*TASK INSTRUCTIONS:* Count the lines in the records below that include the string "hoof". Reply with the number alone.

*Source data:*
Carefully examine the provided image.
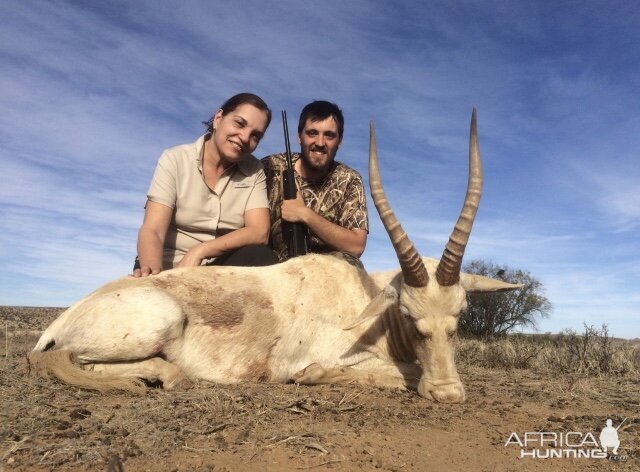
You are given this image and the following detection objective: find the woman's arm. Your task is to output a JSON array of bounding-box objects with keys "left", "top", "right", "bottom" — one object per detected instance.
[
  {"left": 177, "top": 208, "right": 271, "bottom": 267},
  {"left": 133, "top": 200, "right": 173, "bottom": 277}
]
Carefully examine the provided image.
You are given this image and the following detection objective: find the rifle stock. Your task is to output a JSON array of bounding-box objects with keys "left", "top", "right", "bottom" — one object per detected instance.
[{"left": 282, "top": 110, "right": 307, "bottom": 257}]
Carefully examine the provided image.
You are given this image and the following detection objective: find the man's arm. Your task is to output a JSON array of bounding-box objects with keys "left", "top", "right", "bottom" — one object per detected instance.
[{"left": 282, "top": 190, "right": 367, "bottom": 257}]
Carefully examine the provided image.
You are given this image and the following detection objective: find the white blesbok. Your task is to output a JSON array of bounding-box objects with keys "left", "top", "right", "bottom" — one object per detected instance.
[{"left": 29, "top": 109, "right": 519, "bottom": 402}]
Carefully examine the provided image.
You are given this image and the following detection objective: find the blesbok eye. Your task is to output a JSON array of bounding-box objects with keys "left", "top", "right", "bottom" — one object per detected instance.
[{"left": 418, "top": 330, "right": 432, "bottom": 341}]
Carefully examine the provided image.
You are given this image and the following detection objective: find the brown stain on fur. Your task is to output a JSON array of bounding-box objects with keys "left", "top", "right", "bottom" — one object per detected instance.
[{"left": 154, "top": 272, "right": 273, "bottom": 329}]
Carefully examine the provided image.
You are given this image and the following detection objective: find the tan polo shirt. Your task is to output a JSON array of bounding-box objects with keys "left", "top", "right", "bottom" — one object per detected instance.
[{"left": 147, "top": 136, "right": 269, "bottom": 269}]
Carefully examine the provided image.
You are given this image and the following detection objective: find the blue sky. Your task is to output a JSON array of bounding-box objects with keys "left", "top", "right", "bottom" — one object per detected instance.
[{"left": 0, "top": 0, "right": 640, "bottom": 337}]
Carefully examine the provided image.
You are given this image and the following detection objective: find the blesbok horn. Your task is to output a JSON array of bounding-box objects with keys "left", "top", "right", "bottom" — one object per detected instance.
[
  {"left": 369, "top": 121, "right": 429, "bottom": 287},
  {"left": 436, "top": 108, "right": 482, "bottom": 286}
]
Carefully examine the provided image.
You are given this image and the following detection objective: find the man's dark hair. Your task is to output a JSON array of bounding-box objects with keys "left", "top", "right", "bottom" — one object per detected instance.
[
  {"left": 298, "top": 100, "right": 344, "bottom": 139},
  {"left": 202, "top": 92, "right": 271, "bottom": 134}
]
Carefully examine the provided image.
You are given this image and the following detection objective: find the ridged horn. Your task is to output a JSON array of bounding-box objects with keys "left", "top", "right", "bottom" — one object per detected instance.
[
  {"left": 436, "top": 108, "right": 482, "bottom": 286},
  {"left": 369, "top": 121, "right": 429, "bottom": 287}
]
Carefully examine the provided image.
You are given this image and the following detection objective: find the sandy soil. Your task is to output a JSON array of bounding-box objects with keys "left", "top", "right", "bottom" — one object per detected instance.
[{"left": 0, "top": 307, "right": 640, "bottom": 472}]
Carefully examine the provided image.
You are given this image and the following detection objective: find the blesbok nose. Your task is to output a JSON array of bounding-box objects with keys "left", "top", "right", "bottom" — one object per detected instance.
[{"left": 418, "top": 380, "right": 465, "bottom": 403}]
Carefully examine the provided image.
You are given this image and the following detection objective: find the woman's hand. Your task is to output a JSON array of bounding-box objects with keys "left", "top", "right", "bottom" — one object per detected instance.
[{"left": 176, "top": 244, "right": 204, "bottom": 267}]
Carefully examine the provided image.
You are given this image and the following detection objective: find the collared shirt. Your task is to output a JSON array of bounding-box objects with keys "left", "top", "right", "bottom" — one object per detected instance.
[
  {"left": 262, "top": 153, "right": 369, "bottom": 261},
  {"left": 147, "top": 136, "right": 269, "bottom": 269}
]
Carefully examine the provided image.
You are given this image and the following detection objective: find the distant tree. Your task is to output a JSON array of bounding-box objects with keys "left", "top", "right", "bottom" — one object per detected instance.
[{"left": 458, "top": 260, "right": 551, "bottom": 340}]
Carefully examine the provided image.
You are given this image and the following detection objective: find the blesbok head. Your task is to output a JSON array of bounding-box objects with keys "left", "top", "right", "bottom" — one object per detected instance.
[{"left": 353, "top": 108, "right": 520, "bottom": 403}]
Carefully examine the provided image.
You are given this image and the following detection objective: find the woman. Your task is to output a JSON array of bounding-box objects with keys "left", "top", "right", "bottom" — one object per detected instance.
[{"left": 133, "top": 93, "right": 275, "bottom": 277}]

--

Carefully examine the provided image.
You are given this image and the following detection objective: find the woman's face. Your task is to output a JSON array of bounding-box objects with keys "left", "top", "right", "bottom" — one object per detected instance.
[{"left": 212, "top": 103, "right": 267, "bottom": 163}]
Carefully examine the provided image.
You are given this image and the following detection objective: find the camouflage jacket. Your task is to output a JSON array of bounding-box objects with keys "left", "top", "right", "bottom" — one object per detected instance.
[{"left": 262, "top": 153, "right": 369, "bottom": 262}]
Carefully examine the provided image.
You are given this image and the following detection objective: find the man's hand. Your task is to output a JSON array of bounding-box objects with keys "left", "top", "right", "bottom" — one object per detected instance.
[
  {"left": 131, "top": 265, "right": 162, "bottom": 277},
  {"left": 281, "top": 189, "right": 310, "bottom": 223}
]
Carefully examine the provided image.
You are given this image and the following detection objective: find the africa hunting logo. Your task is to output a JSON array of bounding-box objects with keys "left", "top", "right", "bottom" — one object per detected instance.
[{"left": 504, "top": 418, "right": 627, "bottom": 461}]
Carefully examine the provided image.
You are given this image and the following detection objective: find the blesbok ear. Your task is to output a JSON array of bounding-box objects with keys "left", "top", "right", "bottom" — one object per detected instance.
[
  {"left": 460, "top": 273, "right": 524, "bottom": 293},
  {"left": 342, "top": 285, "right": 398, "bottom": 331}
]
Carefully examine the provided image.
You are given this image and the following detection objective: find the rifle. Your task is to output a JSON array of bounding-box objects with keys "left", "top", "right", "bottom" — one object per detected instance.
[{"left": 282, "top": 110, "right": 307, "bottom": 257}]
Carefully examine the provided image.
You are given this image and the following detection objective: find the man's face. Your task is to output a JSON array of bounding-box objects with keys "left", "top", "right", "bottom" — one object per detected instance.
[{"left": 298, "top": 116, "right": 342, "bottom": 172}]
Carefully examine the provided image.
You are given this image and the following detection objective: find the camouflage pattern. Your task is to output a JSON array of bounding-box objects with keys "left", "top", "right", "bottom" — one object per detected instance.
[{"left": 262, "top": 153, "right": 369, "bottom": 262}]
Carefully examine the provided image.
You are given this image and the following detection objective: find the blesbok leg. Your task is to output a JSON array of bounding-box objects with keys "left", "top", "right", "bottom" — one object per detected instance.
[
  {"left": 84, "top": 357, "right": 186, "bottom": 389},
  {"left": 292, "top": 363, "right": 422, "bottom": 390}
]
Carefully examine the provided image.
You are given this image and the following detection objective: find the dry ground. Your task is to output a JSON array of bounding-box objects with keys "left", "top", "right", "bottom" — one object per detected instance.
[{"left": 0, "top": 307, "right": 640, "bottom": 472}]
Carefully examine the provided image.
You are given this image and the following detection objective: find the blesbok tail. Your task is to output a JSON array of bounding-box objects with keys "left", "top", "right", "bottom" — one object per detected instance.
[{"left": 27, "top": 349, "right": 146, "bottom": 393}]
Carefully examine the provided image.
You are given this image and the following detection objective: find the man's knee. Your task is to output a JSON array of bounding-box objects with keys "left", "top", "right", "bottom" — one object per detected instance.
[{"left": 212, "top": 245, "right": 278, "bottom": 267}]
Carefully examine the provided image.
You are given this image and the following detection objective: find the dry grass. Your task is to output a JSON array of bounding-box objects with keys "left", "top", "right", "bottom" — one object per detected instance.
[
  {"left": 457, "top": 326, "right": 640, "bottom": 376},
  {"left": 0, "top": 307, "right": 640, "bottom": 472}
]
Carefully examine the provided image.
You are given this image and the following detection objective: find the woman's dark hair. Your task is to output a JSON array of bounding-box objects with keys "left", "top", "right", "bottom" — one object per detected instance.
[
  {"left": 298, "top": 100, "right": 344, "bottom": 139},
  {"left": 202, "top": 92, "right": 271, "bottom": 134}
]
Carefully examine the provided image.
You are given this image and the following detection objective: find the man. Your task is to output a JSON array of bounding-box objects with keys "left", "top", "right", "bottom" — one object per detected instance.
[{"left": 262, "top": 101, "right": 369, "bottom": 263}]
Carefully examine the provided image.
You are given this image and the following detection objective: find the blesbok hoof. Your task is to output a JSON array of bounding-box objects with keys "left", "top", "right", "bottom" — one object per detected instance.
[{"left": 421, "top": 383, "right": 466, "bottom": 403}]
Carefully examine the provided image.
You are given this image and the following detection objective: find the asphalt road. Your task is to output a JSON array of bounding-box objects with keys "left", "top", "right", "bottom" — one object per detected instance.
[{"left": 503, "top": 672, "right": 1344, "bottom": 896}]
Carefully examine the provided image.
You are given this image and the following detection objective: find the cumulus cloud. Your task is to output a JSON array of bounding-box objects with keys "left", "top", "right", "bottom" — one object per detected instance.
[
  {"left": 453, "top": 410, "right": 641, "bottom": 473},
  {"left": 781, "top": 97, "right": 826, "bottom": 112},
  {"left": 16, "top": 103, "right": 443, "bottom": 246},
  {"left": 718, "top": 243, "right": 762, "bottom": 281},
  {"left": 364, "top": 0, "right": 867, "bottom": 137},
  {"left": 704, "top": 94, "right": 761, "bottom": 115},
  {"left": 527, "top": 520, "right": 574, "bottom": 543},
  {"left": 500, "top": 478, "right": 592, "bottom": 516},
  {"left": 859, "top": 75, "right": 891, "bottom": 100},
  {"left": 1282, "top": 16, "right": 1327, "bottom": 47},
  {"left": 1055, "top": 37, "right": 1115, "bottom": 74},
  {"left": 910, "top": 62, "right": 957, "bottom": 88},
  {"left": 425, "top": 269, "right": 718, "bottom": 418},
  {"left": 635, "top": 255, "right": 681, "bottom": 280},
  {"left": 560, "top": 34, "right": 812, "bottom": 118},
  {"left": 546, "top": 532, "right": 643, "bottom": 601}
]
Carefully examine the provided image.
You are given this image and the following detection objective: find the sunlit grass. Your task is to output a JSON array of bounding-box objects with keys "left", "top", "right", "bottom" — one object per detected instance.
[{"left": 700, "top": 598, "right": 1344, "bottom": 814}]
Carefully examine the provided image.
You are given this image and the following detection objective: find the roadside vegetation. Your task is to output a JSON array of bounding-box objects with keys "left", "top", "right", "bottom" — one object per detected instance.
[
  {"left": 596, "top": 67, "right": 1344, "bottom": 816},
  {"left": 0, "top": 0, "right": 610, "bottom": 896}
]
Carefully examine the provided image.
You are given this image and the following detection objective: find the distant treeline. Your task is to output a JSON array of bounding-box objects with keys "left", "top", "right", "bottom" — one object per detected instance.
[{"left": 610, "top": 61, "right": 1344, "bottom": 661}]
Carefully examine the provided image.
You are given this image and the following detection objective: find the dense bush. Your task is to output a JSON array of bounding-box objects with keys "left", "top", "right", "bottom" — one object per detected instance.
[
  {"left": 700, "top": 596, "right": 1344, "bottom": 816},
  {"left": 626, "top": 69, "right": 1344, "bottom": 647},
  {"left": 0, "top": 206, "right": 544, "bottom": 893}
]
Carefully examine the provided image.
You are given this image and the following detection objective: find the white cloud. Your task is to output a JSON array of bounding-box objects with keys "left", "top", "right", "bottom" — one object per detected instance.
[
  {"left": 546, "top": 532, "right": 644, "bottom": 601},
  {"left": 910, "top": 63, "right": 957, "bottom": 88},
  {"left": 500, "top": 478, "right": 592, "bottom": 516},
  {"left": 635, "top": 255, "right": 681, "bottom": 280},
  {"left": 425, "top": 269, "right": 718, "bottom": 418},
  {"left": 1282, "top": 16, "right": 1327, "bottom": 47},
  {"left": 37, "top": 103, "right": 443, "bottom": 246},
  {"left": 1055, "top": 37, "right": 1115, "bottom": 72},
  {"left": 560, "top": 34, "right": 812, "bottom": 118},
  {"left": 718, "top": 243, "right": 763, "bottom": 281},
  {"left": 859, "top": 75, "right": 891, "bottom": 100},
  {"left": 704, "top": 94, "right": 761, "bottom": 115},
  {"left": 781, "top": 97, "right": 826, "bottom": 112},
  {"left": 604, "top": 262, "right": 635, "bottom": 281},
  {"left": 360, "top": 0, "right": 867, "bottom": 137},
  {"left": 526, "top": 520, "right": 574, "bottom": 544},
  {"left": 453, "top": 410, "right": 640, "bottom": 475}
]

--

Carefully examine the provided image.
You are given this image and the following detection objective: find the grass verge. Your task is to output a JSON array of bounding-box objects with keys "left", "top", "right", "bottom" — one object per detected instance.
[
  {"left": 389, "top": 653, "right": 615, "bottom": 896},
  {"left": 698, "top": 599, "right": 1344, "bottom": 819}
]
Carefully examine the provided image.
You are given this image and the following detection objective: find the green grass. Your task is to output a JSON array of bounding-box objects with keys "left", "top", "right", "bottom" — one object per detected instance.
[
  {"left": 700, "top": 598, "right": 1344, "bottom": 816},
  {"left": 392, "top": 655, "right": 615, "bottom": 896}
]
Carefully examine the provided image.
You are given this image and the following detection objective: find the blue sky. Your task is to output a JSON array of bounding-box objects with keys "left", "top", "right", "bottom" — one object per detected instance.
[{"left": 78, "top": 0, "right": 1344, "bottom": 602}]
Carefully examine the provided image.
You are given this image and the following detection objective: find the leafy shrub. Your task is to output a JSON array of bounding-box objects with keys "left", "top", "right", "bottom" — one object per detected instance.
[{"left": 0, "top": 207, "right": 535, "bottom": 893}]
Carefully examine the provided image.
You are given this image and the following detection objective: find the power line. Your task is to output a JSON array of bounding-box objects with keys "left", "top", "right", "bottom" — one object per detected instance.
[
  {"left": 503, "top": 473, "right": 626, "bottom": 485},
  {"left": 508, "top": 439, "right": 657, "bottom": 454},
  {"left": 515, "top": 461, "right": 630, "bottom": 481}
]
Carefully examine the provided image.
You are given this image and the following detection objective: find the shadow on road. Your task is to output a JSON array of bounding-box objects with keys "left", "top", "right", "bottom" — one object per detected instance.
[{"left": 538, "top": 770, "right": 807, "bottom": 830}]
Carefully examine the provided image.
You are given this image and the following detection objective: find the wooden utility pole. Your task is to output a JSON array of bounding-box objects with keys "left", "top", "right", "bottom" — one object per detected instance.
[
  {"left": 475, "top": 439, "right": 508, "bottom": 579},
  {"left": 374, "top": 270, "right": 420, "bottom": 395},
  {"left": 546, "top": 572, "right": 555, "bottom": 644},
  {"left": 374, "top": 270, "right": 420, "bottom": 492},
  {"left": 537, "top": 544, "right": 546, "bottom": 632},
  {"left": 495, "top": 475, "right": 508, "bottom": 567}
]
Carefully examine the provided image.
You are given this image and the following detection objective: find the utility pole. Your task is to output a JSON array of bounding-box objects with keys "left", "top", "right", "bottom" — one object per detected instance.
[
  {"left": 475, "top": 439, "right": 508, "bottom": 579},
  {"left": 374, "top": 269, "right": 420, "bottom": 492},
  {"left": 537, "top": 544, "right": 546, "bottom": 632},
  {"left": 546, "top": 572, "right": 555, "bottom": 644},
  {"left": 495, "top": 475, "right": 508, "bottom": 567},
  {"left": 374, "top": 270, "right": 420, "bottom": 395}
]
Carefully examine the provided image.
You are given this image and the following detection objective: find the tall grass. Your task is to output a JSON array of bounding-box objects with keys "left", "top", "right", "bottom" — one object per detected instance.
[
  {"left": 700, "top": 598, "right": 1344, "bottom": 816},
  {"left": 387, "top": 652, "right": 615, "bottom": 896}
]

*WRITTEN RESPONSE:* 1